## Exercise goal
Repeat all of the data word for word so that only the pictures are missing from the copy.

(Referring expression pointing data)

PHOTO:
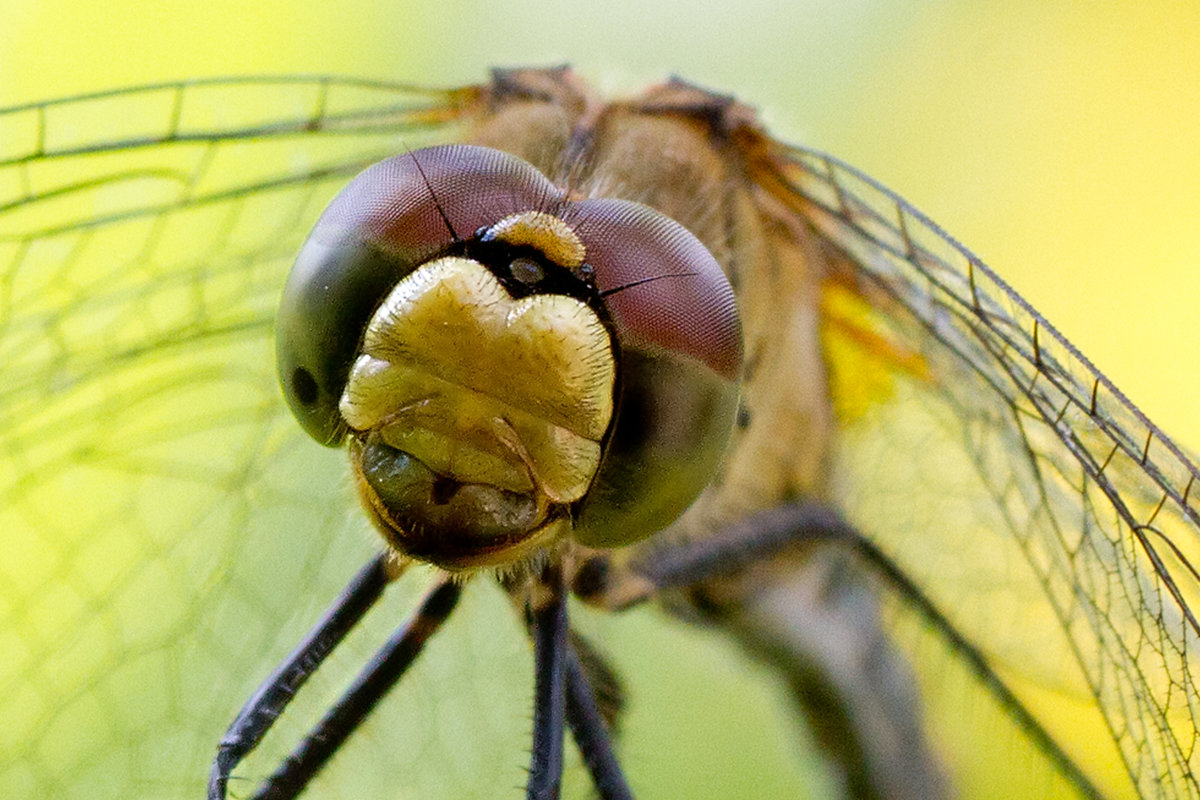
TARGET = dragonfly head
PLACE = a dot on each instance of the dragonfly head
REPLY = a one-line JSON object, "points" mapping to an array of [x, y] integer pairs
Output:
{"points": [[509, 368]]}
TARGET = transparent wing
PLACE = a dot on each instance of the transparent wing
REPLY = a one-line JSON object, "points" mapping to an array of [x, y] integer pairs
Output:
{"points": [[1032, 501], [168, 531]]}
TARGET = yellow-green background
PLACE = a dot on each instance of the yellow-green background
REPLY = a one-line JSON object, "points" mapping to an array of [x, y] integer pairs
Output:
{"points": [[1061, 142]]}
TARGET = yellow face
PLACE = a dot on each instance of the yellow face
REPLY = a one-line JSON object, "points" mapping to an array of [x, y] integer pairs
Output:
{"points": [[477, 414], [515, 370]]}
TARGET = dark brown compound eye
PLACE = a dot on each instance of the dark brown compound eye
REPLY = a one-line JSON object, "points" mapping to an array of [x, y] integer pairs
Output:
{"points": [[513, 367], [679, 337], [378, 229]]}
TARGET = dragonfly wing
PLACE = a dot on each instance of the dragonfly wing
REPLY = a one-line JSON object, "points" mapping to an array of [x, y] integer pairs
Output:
{"points": [[1036, 506], [161, 509]]}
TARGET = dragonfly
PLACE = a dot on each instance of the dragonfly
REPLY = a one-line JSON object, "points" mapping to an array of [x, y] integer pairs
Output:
{"points": [[912, 447]]}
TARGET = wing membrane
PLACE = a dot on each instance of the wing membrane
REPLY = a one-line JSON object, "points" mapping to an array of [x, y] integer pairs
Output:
{"points": [[161, 510], [1085, 504]]}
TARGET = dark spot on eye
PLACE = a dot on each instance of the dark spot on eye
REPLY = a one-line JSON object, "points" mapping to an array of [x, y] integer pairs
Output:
{"points": [[443, 489], [592, 578], [526, 270], [304, 386]]}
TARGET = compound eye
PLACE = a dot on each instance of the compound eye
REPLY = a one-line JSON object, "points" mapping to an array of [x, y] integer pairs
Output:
{"points": [[388, 221], [679, 338]]}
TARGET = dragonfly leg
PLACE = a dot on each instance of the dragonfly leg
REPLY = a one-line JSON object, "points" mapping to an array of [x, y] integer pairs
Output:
{"points": [[376, 679], [567, 671], [591, 732], [547, 626], [265, 705]]}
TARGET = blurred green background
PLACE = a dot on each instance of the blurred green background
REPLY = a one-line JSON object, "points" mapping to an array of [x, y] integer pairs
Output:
{"points": [[1057, 140]]}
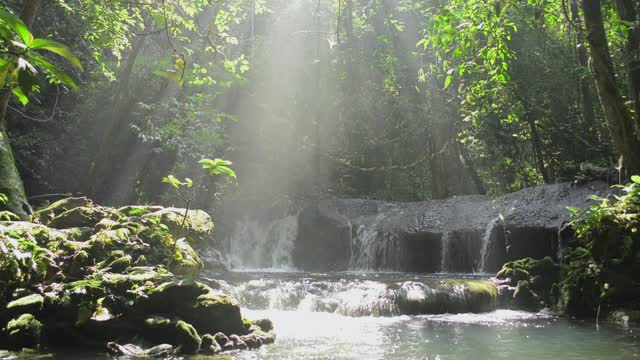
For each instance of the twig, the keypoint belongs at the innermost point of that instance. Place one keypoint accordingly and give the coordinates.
(53, 112)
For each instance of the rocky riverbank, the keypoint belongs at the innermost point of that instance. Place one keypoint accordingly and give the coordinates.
(119, 280)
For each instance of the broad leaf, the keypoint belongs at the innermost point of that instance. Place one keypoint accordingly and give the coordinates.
(56, 73)
(22, 97)
(15, 24)
(56, 47)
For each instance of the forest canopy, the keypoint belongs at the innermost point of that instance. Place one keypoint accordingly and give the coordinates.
(395, 100)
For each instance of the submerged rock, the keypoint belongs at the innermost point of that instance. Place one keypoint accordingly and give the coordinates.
(210, 345)
(23, 332)
(135, 351)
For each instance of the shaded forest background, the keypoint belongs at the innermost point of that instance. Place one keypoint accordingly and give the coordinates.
(395, 100)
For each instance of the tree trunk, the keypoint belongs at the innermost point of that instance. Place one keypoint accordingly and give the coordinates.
(588, 116)
(10, 180)
(617, 115)
(627, 11)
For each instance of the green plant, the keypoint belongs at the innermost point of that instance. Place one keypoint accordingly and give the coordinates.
(185, 188)
(20, 58)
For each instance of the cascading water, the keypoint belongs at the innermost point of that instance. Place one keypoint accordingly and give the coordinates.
(372, 248)
(488, 240)
(444, 252)
(391, 294)
(256, 245)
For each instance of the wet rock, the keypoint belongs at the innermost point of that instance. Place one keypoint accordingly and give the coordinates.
(253, 341)
(625, 317)
(135, 351)
(210, 345)
(61, 206)
(79, 261)
(187, 337)
(198, 221)
(78, 217)
(31, 304)
(264, 337)
(140, 261)
(188, 262)
(264, 324)
(159, 329)
(121, 264)
(238, 343)
(23, 332)
(224, 342)
(525, 298)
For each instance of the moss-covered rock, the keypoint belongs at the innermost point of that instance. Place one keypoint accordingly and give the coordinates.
(120, 264)
(525, 298)
(79, 217)
(187, 337)
(45, 215)
(224, 341)
(263, 324)
(23, 332)
(482, 295)
(86, 288)
(198, 225)
(28, 304)
(210, 345)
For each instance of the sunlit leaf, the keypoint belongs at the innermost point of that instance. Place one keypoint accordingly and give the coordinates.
(56, 47)
(15, 24)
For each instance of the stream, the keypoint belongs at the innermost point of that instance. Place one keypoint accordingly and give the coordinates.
(354, 316)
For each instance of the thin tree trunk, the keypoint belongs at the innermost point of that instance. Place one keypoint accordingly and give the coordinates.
(588, 115)
(10, 181)
(28, 15)
(627, 11)
(617, 115)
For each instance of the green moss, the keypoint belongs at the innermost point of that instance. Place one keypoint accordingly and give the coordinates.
(28, 304)
(121, 264)
(187, 337)
(23, 332)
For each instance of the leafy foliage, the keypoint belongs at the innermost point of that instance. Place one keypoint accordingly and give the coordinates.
(20, 60)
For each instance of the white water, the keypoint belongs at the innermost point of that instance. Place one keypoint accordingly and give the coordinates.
(487, 245)
(372, 248)
(258, 245)
(444, 252)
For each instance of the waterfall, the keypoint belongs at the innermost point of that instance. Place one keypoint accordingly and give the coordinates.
(255, 244)
(487, 245)
(373, 248)
(444, 252)
(364, 247)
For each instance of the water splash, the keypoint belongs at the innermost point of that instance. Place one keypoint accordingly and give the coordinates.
(355, 297)
(488, 244)
(258, 245)
(444, 252)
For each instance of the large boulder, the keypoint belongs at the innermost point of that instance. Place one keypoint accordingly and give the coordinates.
(197, 228)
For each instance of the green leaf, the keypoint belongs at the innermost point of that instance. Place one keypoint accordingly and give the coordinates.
(17, 26)
(56, 47)
(225, 170)
(171, 180)
(447, 81)
(22, 97)
(56, 73)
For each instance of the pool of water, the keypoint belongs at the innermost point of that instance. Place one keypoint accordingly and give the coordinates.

## Response box
PHOTO:
TARGET = dragonfly head
PLACE = a dot on each instance of the dragonfly head
REPLY = a one-line JSON object, "points" mapping to an array of [x, y] integer pairs
Output:
{"points": [[509, 368]]}
TARGET = transparent wing
PLACE = a dot on each instance of the transparent wing
REPLY = a one-line JSON object, "points" mapping to an array of [x, y] integer pairs
Output:
{"points": [[1032, 501], [168, 531]]}
TARGET = yellow-green background
PLACE = a dot on each instance of the yellow-green background
REPLY = a one-line JSON object, "points" mapping to an array of [x, y] integer pairs
Output:
{"points": [[1061, 142]]}
TARGET = yellow face
PLACE = a dot on each instance of the yellow face
REPLY = a one-line JSON object, "points" mapping to an array of [x, y] integer pairs
Output:
{"points": [[477, 414], [515, 370]]}
TARGET = dark brown compound eye
PLACE = a dot on each instance of the dark brown compound eye
REPLY = a one-line JSON object, "points" mapping to an array of [x, y] integer pairs
Output:
{"points": [[513, 367], [679, 337], [378, 229]]}
TARGET = dragonfly wing
PLACE = a dot on each instance of the dragonfly wing
REPLY = a one-line JSON object, "points" mapping to an array of [x, y] integer pairs
Output:
{"points": [[1036, 506], [161, 509]]}
TARGET = dragonfly
PLACE = a dot on each instance of the dragonfly
REPLY = a one-line JSON object, "points" mapping to an array of [x, y] integer pairs
Output:
{"points": [[912, 447]]}
TARGET = wing membrane
PLACE = a dot on each instance of the wing membrane
REPLY = a one-line JSON object, "points" mapping to an array of [x, y] integer pairs
Output:
{"points": [[161, 510], [1085, 504]]}
TARGET = dark spot on eye
PLACE = a dot on each instance of the dark spot on eye
REPLY = a one-line JSON object, "points" mapping to an array of [x, y] integer pairs
Output:
{"points": [[443, 489], [592, 578], [526, 270], [304, 386]]}
TARGET = compound eye
PLACE = a dot on each instance of the compound eye
REPLY = a one-line JSON object, "points" mapping to an array of [x, y] integer pairs
Output:
{"points": [[388, 221], [679, 338]]}
TARGET = dragonfly leg
PLACE = a dot on each instance of the dragonfly leg
REPLY = a one-line JSON object, "points" mapping to an array of [x, y] integer pairs
Output:
{"points": [[376, 679], [567, 671], [591, 732], [547, 626], [265, 705]]}
TARGET = blurred green background
PLACE = a dot on each instance of the blurred green background
REPLY = a one-line JSON object, "points" mapping to an array of [x, y] integer pairs
Output:
{"points": [[1057, 140]]}
For each instance of the twig, the keypoint belongs at the innermost point of that instance. Place one keypoint accordingly and give the coordinates.
(53, 112)
For each instance of the rocky riverbank, the keypoint belongs at the innermost point of that instance. Place one keypoint accordingly and give the coordinates.
(119, 280)
For each instance of the broad leaf, the keypoint belongs at the innermost point of that instance. Place one keypoint accordingly and give the coordinates.
(56, 73)
(22, 97)
(15, 24)
(56, 47)
For each instance of the forest canopy, the keypoint belongs at the innermost point of that instance. Place one keypoint accordingly and give the coordinates.
(395, 100)
For each instance of the submerged rock, the keypoint belongs at the innermost point of that instance. Place one keypoint accordingly and give the coordinates.
(210, 345)
(23, 332)
(135, 351)
For each instance of the shaded forest background, the keypoint belongs at the innermost point of that instance. Place one keypoint accordingly and give the coordinates.
(395, 100)
For each instance of the tree trunk, the keypoint belongs at the innermost point of that instance. Place one keypoint accordingly and give the coordinates.
(588, 116)
(10, 180)
(617, 115)
(627, 11)
For each instance of the green plant, the keypoint belongs at the innermost point of that instance. Place one keypoint accordingly and give the coordinates.
(185, 188)
(20, 58)
For each instance of the cascading water, the keypoint belongs at the innermost point of that instance. Place one keypoint accordingly and give the coordinates.
(372, 248)
(488, 240)
(444, 252)
(391, 294)
(256, 245)
For each instance of the wet rock, the keypoint belongs at the innermost point of that instance. Place one keypoint accordingly and give the coordinates.
(253, 341)
(625, 317)
(135, 351)
(210, 345)
(61, 206)
(79, 261)
(187, 337)
(198, 221)
(78, 217)
(31, 304)
(264, 337)
(140, 261)
(188, 262)
(264, 324)
(159, 329)
(121, 264)
(238, 343)
(23, 332)
(224, 342)
(525, 298)
For each instance of the moss-covered rock, the keypoint belongs at the innermost point of that instance. Place one keypoint accordingly and give the coordinates.
(120, 264)
(525, 298)
(79, 217)
(187, 337)
(45, 215)
(224, 341)
(263, 324)
(23, 332)
(482, 295)
(86, 288)
(198, 225)
(28, 304)
(210, 345)
For each instance of the sunlit leaf, the keypoint belongs at the innermost point of that instance. Place one keypoint accordingly and give the coordinates.
(56, 47)
(15, 24)
For each instance of the stream, the keypoint belongs at the innermost point of that instance. Place one keypoint accordingly and give the coordinates.
(354, 316)
For each instance of the thin tree trunk, the keypoint belongs at the innermost point of that instance. Place one keypoint accordingly and give the coordinates.
(588, 115)
(10, 181)
(28, 15)
(627, 11)
(617, 115)
For each instance of the green moss, the keypoint belongs at the innermost point of that instance. Place one keypoint accordingly and give the coordinates.
(28, 304)
(121, 264)
(187, 337)
(23, 332)
For each instance of the leafy foliage, the keypoint belongs at the innermost point of that instance. Place one keypoint accordingly and give the coordinates.
(20, 60)
For each instance of the white water, the keypoint belongs at the innermost point of that instance. Place one keypoint accordingly and give the coordinates.
(487, 245)
(372, 248)
(258, 245)
(444, 252)
For each instance of the waterfall, the keypoint belongs at the innermost point of that instance. Place one keypoint accordingly and give the coordinates.
(255, 244)
(487, 245)
(373, 248)
(444, 252)
(364, 247)
For each instance of the water splash, the keypoint belongs at the innermost point of that instance. Place one keypoint accordingly and give the coordinates.
(355, 297)
(488, 244)
(258, 245)
(444, 252)
For each instance of the large boulder, the keypoint belongs at the innermost point of that instance. Place one keypoint accordingly and give the coordinates.
(197, 228)
For each instance of the green leaf, the keypoint belongs at the innermost point of that instance. Place one keypoint accordingly and give the coordinates.
(17, 26)
(56, 47)
(225, 170)
(171, 180)
(447, 81)
(22, 97)
(56, 73)
For each instance of the pool of water, the keypoint belongs at the innermost point of that instance. Place one keypoint accordingly and give the coordinates.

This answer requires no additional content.